§ PROBLEM REQUIREMENTS
Copy the entries below exactly. Images do not belong in the copy.

Location identification entries:
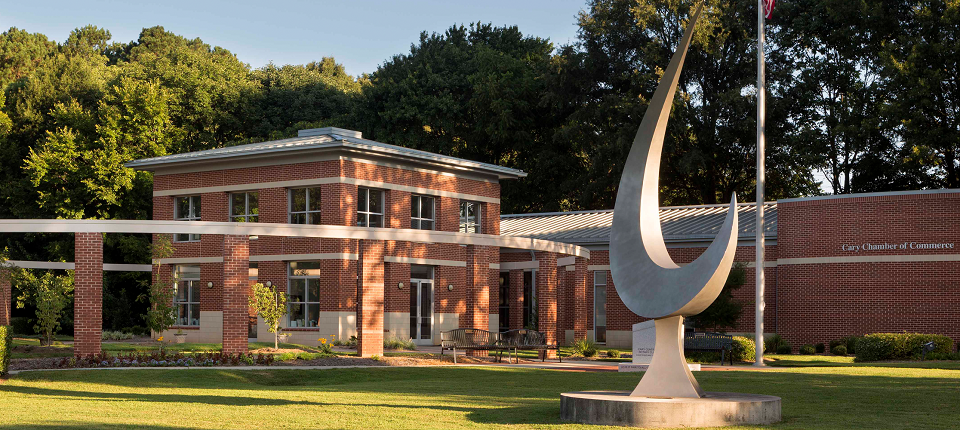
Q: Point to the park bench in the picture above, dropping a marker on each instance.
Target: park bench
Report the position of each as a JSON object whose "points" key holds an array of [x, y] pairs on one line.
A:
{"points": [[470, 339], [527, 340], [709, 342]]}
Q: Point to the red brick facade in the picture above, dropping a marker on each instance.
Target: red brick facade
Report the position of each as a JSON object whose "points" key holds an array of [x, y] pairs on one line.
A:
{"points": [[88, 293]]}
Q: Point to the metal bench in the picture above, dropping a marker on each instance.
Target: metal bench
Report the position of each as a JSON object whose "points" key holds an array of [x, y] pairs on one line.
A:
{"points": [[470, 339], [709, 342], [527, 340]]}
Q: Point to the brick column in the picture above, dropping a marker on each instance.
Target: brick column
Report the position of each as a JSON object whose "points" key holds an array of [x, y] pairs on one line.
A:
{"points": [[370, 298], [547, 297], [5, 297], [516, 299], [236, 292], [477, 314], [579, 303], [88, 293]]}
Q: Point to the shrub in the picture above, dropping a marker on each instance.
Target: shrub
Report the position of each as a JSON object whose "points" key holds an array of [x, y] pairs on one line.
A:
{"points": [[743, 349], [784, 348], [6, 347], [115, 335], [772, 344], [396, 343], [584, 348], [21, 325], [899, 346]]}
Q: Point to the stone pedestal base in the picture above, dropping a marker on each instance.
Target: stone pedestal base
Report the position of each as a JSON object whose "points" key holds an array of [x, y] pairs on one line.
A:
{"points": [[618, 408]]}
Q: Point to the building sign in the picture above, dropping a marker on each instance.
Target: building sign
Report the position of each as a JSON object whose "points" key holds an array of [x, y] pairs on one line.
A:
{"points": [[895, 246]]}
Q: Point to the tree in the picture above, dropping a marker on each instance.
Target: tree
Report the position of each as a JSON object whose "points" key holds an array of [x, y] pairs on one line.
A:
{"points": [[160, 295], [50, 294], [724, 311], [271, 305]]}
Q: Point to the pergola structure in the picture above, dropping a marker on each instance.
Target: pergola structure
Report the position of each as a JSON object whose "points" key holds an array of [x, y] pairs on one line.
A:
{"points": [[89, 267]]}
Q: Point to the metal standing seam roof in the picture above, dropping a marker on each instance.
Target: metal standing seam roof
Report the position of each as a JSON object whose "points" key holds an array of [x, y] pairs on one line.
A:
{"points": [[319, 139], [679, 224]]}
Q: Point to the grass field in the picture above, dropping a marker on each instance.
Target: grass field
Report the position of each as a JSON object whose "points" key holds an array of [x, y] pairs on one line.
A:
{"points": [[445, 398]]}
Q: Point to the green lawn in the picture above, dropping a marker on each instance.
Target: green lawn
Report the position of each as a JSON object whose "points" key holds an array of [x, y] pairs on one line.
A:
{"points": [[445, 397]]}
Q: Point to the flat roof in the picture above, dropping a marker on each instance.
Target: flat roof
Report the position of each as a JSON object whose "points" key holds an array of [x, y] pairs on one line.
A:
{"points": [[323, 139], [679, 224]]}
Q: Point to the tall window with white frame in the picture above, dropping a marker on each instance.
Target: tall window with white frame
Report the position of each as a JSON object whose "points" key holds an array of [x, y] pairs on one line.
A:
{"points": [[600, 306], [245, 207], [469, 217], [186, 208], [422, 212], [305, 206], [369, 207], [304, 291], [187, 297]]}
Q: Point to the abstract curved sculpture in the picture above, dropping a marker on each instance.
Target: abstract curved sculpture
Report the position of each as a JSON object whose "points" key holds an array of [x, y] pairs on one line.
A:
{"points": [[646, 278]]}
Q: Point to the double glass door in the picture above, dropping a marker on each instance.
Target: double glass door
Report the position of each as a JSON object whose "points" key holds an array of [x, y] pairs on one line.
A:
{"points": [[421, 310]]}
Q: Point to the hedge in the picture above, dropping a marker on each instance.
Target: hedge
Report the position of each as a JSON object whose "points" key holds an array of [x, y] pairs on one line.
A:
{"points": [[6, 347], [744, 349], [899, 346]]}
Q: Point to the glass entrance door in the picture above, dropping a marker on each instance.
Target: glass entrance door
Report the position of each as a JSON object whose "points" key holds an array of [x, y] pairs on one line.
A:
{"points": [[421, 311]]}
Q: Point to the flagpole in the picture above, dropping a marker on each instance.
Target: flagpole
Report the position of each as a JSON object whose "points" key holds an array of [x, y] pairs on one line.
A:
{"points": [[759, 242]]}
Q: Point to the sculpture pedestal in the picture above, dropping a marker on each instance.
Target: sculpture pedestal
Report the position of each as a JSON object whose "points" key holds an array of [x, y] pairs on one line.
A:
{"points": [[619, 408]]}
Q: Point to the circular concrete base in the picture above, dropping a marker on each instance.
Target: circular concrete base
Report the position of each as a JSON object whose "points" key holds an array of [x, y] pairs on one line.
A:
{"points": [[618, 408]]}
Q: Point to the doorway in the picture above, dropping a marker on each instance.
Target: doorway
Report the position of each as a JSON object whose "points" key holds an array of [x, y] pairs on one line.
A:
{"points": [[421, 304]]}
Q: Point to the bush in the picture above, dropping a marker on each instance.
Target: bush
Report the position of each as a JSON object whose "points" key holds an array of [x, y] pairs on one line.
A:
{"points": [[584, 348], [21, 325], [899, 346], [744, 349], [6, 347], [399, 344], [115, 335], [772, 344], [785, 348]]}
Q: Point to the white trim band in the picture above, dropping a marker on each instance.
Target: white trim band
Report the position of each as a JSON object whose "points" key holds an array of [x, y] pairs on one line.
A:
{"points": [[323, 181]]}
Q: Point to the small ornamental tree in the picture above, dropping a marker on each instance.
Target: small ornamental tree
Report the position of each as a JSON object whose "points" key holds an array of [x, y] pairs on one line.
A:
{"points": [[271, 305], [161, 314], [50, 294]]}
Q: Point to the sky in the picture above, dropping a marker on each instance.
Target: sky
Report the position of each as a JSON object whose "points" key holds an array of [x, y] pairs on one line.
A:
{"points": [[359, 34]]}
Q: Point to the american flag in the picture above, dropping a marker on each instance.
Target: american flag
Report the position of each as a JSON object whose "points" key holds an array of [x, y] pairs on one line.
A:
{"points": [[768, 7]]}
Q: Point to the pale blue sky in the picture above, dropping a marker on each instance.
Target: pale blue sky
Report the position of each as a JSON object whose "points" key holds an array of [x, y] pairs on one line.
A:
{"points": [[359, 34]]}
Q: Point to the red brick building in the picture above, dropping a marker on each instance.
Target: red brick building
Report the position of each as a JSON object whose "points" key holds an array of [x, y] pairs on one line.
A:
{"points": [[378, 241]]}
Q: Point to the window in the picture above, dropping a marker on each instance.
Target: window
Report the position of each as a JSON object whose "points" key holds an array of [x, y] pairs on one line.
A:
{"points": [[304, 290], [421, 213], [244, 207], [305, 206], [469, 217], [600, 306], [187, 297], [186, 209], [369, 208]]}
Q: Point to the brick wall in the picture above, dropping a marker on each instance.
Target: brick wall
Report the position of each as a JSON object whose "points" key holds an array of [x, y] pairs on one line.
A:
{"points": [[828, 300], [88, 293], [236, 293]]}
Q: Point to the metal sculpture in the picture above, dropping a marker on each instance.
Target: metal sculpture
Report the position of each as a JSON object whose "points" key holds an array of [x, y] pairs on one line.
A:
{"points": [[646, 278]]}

§ SOLUTION TO THE EXERCISE
Q: Point to the park bench in the picture above, dropping a marker on each instance.
Target: park bench
Report the position of each as a JSON object whose "points" key holds an array of [x, y] pairs on one line.
A:
{"points": [[470, 339], [527, 340], [709, 342]]}
Q: Point to the red brick facade in the picture above, dropping a marker on each instance.
Target: red brick facade
Report the position of each as a JSON object whose "points" key holds an array of [x, y] pairs on one line.
A:
{"points": [[88, 293]]}
Q: Point to the metal bench in the picture above, dropping a marker on each instance.
Target: metal bench
Report the position of each as a JSON object whose "points" key holds an array of [x, y] pairs on one line.
A:
{"points": [[470, 339], [709, 342], [527, 340]]}
Q: Point to the brick column in the picture above, dropping a marker on each instance.
Target: brick column
Report the position of each as a JSON object whose "points" key holds an array of [x, y] pairs on one line.
A:
{"points": [[370, 298], [547, 297], [5, 297], [516, 299], [236, 292], [477, 314], [579, 303], [88, 293]]}
Q: Point to the shrub in the picture above, dropping a marker on each instance.
Target: shrub
Report the position of each as a JSON object whose "points" key holds an array of [x, y] pairs on one line.
A:
{"points": [[743, 349], [784, 348], [6, 347], [115, 335], [772, 344], [396, 343], [584, 348], [21, 325], [899, 346]]}
Q: Point to the stone pedestal base in the picture above, dropping a marker on each instance.
Target: stone pedestal base
Report the position of each as a JSON object whose "points" key holds an array of [x, y] pairs on one line.
A:
{"points": [[618, 408]]}
Q: Point to the building sign in the picture above, dropping a marker on each instance.
Target: building sign
Report the position of each as a JSON object whose "points" key holds an array of [x, y] pairs on one line.
A:
{"points": [[895, 246]]}
Q: Point to the tree in the picture above, dropping a marker on each instance.
Target: tree
Report the position of each as a JSON object whose "points" key holds an array of [x, y] pairs on one line.
A:
{"points": [[160, 295], [50, 294], [724, 311], [271, 305]]}
Q: Point to the pergola structure in the picture above, dropping a marker on each instance.
Target: pergola structure
Report the position of each as a JSON object whose "points" key holds an array of [x, y] pairs on one line.
A:
{"points": [[89, 267]]}
Q: Point to the metal standing seam roof in the picture above, dropping a marker on each instance.
Target: metal standing seam roof
Report the position of each as a JSON object whose "points" key holds an array of [x, y] pairs on one line.
A:
{"points": [[319, 139], [679, 224]]}
Q: Point to the grass field in the picture above, dropping a marker on each instance.
Target: grass field
Report the position of each as a JSON object whose "points" key holds an array of [x, y] pairs on one line.
A:
{"points": [[445, 398]]}
Q: Point to the green lawn in the picture above, dropping a marker on each instance.
Target: green lawn
Report the position of each as a JSON object whose "points" key holds an array of [x, y] pairs on one line.
A:
{"points": [[445, 397]]}
Q: Point to the flat roof in the picture above, dropping a marker on each instance.
Target: flat roof
Report the position of each as a JSON object whose "points" key holds an array of [x, y] pairs on one line.
A:
{"points": [[323, 139], [679, 224]]}
Q: Point to the tall window with white frame in the picture above, dropping a marker on each instance.
Target: tall window with white frame
Report the position of each as a JSON object whose "points" key holds an array of [x, y] pairs on one line.
A:
{"points": [[600, 306], [245, 207], [469, 217], [186, 208], [422, 212], [305, 206], [369, 207], [304, 291], [187, 297]]}
Q: Point to the abstract curved sculpture in the picture above, dropping a marker on each instance.
Target: abstract curved sculpture
Report the position of each as a JSON object whose "points" key holds an array of [x, y] pairs on one line.
A:
{"points": [[646, 278]]}
Q: Point to the double glass door in the picture above, dropping a marker on each instance.
Target: double glass door
Report the position of each as a JSON object whose "points" key holds an array of [x, y] pairs on one line.
A:
{"points": [[421, 310]]}
Q: Point to the hedge in the picture above, dropping a marker on each instance.
Target: hedge
Report the position of each as a JSON object whose "points" key holds an array of [x, y] pairs on one line.
A:
{"points": [[6, 347], [744, 349], [899, 346]]}
Q: Point to the glass entrance door in the picture above, dropping a marker on each instance.
Target: glass entrance door
Report the position of each as a JSON object whose "points" key holds an array of [x, y] pairs on one line.
A:
{"points": [[421, 311]]}
Q: Point to the flagpole in the picture above, dropping a marker on each instance.
Target: flagpole
Report the position of each as a JSON object whose "points" key holds an array of [x, y] pairs on one line.
A:
{"points": [[759, 242]]}
Q: Point to the sculpture pedestal in the picture above, dropping a marker on each instance.
Target: sculpture pedestal
Report the position of each as a JSON object whose "points" key holds an array of [x, y] pairs on one line.
A:
{"points": [[619, 408]]}
Q: Point to the circular concrete base in the picture above, dropping a marker on each instance.
Target: circular concrete base
Report the position of each as a JSON object whose "points" key holds an array of [x, y] pairs on one line.
A:
{"points": [[618, 408]]}
Q: Point to the doorway in the picture above, dropping a marker on each instance.
Target: doorway
Report the position of each as a JSON object whose "points" key holds an array of [x, y] pairs on one line.
A:
{"points": [[421, 304]]}
Q: Point to the bush in the picture above, dropping a marker on each instance.
Target: bush
Report the position of each as a JSON object whose "points" key holds an array of [x, y] pairs on one line.
A:
{"points": [[584, 348], [21, 325], [899, 346], [744, 349], [6, 347], [399, 344], [115, 335], [772, 344], [785, 348]]}
Q: Point to the white trim band in the picture above, dropping a marker on each instance.
Target: white trim band
Report the position of each as a JSON object whose "points" key holds an array of [x, y] pairs on one line.
A:
{"points": [[323, 181]]}
Q: Point to the small ornamental tree in the picture above, dropping a marker on each instance.
Target: small ornamental tree
Report the position of each as a JSON object whose "points" key holds an array of [x, y] pairs on one line.
A:
{"points": [[271, 305], [161, 314], [50, 294]]}
Q: Point to the sky in the picture above, dropping a marker on each instance.
Target: sky
Report the position of each as a JSON object whose "points" key holds an array of [x, y] pairs on one line.
A:
{"points": [[359, 34]]}
Q: Point to the american flag in the picture above, dropping a marker on each instance.
Target: american flag
Report the position of each as a JSON object whose "points" key holds an array of [x, y] pairs on one line.
A:
{"points": [[768, 7]]}
Q: Point to the pale blue sky in the picture above, dropping a marker on each instance.
Target: pale blue sky
Report the position of each as a JSON object whose "points" key holds an array of [x, y] pairs on one line.
A:
{"points": [[359, 34]]}
Q: Point to the red brick building in the picture above, dropping a marker on each instance.
Target: red brick building
Report the position of each as a JSON object whose "points" key holds an array of [x, y] pairs on one line.
A:
{"points": [[378, 241]]}
Q: Point to the window in the picture above, dropping a marker on each instance.
Target: window
Report the position of each as a JSON object whose "points" key holds an array of [x, y] pairs on one line.
A:
{"points": [[304, 290], [421, 213], [244, 207], [305, 206], [469, 217], [600, 306], [187, 297], [186, 209], [369, 208]]}
Q: Point to the brick wall in the picture above, dropping a marker on each instance.
Target: brick wall
Report the position of each as a JSON object whose "points" key holds an array of [x, y] pairs on one line.
A:
{"points": [[828, 300], [88, 293], [236, 293]]}
Q: Point to the metal sculpture in the picture above, dropping a marker on each instance.
Target: metal sculpture
Report the position of each as a JSON object whose "points" key holds an array of [x, y] pairs on one line.
A:
{"points": [[646, 278]]}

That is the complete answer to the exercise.